Print every one of the items below without changing anything in them.

═══ Materials provided

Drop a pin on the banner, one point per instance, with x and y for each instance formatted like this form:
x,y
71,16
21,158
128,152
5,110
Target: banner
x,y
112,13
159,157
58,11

══════

Result below:
Drop a pin on the banner, one point per instance, with x and y for each instance formatted like this form:
x,y
71,16
21,158
128,152
5,110
Target: banner
x,y
112,13
159,157
58,11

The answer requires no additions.